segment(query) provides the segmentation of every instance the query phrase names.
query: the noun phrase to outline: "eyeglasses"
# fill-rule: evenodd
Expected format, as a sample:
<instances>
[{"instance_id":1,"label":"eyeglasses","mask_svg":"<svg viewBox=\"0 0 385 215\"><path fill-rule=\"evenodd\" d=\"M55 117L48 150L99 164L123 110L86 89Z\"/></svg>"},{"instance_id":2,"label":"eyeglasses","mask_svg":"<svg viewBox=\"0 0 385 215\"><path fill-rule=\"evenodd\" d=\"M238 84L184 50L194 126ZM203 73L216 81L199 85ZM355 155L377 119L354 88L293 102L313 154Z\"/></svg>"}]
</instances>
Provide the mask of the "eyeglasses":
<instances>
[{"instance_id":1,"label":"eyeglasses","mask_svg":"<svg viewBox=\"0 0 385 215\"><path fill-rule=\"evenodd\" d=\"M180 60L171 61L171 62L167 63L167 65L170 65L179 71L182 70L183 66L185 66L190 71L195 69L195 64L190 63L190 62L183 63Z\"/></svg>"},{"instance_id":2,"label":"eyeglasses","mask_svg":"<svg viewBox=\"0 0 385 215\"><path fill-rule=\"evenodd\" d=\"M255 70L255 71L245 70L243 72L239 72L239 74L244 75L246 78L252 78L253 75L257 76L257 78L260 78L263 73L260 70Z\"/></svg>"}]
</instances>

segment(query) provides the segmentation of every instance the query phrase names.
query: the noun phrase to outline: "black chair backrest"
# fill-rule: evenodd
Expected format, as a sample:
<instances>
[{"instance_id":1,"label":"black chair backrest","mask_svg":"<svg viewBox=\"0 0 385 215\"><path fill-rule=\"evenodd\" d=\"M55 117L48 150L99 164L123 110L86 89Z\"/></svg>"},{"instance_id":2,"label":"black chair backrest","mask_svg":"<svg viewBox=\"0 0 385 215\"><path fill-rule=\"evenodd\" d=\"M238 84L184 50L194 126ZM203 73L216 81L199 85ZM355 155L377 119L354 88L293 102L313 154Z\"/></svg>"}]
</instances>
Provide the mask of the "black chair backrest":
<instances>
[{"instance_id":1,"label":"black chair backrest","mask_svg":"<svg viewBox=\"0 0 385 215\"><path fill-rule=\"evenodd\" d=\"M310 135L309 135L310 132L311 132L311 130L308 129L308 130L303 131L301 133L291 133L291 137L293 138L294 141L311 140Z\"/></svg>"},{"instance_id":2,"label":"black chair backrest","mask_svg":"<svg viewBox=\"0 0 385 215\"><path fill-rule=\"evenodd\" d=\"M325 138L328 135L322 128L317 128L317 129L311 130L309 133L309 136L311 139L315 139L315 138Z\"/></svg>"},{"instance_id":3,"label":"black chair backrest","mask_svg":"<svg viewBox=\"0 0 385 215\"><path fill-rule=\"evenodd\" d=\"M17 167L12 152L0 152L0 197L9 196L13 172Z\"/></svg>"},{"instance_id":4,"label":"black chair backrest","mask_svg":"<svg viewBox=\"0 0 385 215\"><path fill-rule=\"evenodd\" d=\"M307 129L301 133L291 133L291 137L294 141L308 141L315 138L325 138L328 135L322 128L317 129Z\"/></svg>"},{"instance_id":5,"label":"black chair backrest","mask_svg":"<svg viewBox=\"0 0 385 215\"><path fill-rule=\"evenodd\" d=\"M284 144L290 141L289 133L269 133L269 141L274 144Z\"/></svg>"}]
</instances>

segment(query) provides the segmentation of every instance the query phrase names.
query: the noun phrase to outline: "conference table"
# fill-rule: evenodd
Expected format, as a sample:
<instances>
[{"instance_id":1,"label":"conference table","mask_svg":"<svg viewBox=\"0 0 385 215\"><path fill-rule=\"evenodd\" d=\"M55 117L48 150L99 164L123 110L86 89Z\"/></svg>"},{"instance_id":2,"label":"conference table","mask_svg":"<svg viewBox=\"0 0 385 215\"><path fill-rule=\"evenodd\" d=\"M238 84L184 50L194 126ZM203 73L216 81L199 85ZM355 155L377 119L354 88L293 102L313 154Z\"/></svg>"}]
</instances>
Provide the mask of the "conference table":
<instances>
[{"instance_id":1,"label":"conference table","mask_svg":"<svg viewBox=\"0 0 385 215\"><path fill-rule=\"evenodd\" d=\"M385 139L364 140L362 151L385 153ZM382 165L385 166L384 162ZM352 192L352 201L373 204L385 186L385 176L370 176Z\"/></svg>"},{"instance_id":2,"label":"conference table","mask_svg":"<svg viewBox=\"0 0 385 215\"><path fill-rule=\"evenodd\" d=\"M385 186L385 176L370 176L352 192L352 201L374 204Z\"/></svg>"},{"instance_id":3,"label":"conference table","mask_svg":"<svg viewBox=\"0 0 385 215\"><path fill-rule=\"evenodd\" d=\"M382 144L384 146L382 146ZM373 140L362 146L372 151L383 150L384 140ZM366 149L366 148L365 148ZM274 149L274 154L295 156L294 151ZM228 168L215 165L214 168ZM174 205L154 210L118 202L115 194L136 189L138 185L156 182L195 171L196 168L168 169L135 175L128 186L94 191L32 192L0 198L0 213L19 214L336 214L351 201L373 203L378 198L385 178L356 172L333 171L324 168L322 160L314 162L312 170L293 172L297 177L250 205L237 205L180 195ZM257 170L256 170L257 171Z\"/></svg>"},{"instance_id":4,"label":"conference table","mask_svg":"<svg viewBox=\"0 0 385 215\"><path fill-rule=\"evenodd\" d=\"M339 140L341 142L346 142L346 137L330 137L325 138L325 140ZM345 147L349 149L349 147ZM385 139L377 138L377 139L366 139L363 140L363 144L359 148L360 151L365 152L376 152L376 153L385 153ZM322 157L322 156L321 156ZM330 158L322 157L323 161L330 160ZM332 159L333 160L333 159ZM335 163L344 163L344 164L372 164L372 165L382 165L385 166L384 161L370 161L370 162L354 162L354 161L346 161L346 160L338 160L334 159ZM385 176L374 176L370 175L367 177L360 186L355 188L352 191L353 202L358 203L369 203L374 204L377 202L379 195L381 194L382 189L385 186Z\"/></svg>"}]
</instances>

══════════

### THE TASK
Each record above must be given again exactly.

### EXPECTED OUTPUT
segment(query) provides the segmentation of every instance the query phrase names.
query: the noun phrase to outline: "eyeglasses"
# fill-rule: evenodd
Expected format, as a sample:
<instances>
[{"instance_id":1,"label":"eyeglasses","mask_svg":"<svg viewBox=\"0 0 385 215\"><path fill-rule=\"evenodd\" d=\"M55 117L48 150L99 164L123 110L86 89Z\"/></svg>"},{"instance_id":2,"label":"eyeglasses","mask_svg":"<svg viewBox=\"0 0 385 215\"><path fill-rule=\"evenodd\" d=\"M238 84L184 50L194 126ZM203 73L216 81L199 85ZM355 155L377 119L354 88L293 102L313 154Z\"/></svg>"}]
</instances>
Provide the mask of the "eyeglasses":
<instances>
[{"instance_id":1,"label":"eyeglasses","mask_svg":"<svg viewBox=\"0 0 385 215\"><path fill-rule=\"evenodd\" d=\"M180 60L171 61L171 62L167 63L167 65L170 65L179 71L182 70L183 66L185 66L190 71L195 69L195 64L190 63L190 62L183 63Z\"/></svg>"},{"instance_id":2,"label":"eyeglasses","mask_svg":"<svg viewBox=\"0 0 385 215\"><path fill-rule=\"evenodd\" d=\"M255 70L255 71L245 70L243 72L239 72L239 74L244 75L246 78L252 78L253 75L257 76L257 78L260 78L263 73L260 70Z\"/></svg>"}]
</instances>

segment(query) provides the segmentation of every instance the query phrase names.
query: the noun phrase to outline: "black chair backrest"
# fill-rule: evenodd
Expected format, as a sample:
<instances>
[{"instance_id":1,"label":"black chair backrest","mask_svg":"<svg viewBox=\"0 0 385 215\"><path fill-rule=\"evenodd\" d=\"M55 117L48 150L99 164L123 110L86 89Z\"/></svg>"},{"instance_id":2,"label":"black chair backrest","mask_svg":"<svg viewBox=\"0 0 385 215\"><path fill-rule=\"evenodd\" d=\"M238 84L184 50L194 126ZM203 73L216 81L199 85ZM355 155L377 119L354 88L293 102L313 154Z\"/></svg>"}]
</instances>
Provide the mask of the "black chair backrest":
<instances>
[{"instance_id":1,"label":"black chair backrest","mask_svg":"<svg viewBox=\"0 0 385 215\"><path fill-rule=\"evenodd\" d=\"M310 135L309 135L310 132L311 132L311 130L308 129L308 130L303 131L301 133L291 133L291 137L293 138L294 141L311 140Z\"/></svg>"},{"instance_id":2,"label":"black chair backrest","mask_svg":"<svg viewBox=\"0 0 385 215\"><path fill-rule=\"evenodd\" d=\"M325 138L328 135L322 128L317 128L317 129L311 130L309 133L309 136L311 139L315 139L315 138Z\"/></svg>"},{"instance_id":3,"label":"black chair backrest","mask_svg":"<svg viewBox=\"0 0 385 215\"><path fill-rule=\"evenodd\" d=\"M17 167L12 152L0 152L0 197L9 196L13 172Z\"/></svg>"},{"instance_id":4,"label":"black chair backrest","mask_svg":"<svg viewBox=\"0 0 385 215\"><path fill-rule=\"evenodd\" d=\"M307 129L301 133L291 133L291 137L294 141L308 141L315 138L325 138L328 135L322 128L317 129Z\"/></svg>"},{"instance_id":5,"label":"black chair backrest","mask_svg":"<svg viewBox=\"0 0 385 215\"><path fill-rule=\"evenodd\" d=\"M284 144L290 141L289 133L269 133L269 141L274 144Z\"/></svg>"}]
</instances>

segment(query) provides the segmentation of every instance the query phrase names.
query: the noun phrase to outline: "conference table"
# fill-rule: evenodd
Expected format, as a sample:
<instances>
[{"instance_id":1,"label":"conference table","mask_svg":"<svg viewBox=\"0 0 385 215\"><path fill-rule=\"evenodd\" d=\"M55 117L48 150L99 164L123 110L86 89Z\"/></svg>"},{"instance_id":2,"label":"conference table","mask_svg":"<svg viewBox=\"0 0 385 215\"><path fill-rule=\"evenodd\" d=\"M238 84L184 50L194 126ZM203 73L216 81L199 85ZM355 155L377 119L354 88L293 102L313 154Z\"/></svg>"}]
</instances>
Provide the mask of the "conference table":
<instances>
[{"instance_id":1,"label":"conference table","mask_svg":"<svg viewBox=\"0 0 385 215\"><path fill-rule=\"evenodd\" d=\"M385 139L364 140L362 151L385 153ZM382 165L385 166L384 162ZM352 192L352 201L373 204L385 186L385 176L370 176Z\"/></svg>"},{"instance_id":2,"label":"conference table","mask_svg":"<svg viewBox=\"0 0 385 215\"><path fill-rule=\"evenodd\" d=\"M385 186L385 176L370 176L352 192L352 201L374 204Z\"/></svg>"},{"instance_id":3,"label":"conference table","mask_svg":"<svg viewBox=\"0 0 385 215\"><path fill-rule=\"evenodd\" d=\"M382 144L384 146L382 146ZM373 140L362 146L372 151L383 150L384 140ZM366 149L366 148L365 148ZM274 149L274 154L295 156L294 151ZM228 168L215 165L214 168ZM174 205L154 210L118 202L115 194L136 189L138 185L156 182L195 171L196 168L168 169L135 175L128 186L94 191L32 192L0 198L0 213L19 214L336 214L351 201L373 203L378 198L385 178L356 172L333 171L324 168L322 160L314 162L312 170L293 172L297 177L250 205L237 205L180 195ZM257 170L256 170L257 171Z\"/></svg>"},{"instance_id":4,"label":"conference table","mask_svg":"<svg viewBox=\"0 0 385 215\"><path fill-rule=\"evenodd\" d=\"M339 140L341 142L346 142L346 137L330 137L325 138L325 140ZM345 147L349 149L349 147ZM385 139L377 138L377 139L366 139L363 140L363 144L359 148L360 151L365 152L376 152L376 153L385 153ZM322 157L322 156L321 156ZM330 158L322 157L323 161L330 160ZM332 159L333 160L333 159ZM335 163L344 163L344 164L372 164L372 165L382 165L385 166L384 161L370 161L370 162L354 162L354 161L346 161L346 160L338 160L334 159ZM385 176L374 176L370 175L367 177L360 186L355 188L352 191L353 202L358 203L369 203L374 204L377 202L379 195L381 194L382 189L385 186Z\"/></svg>"}]
</instances>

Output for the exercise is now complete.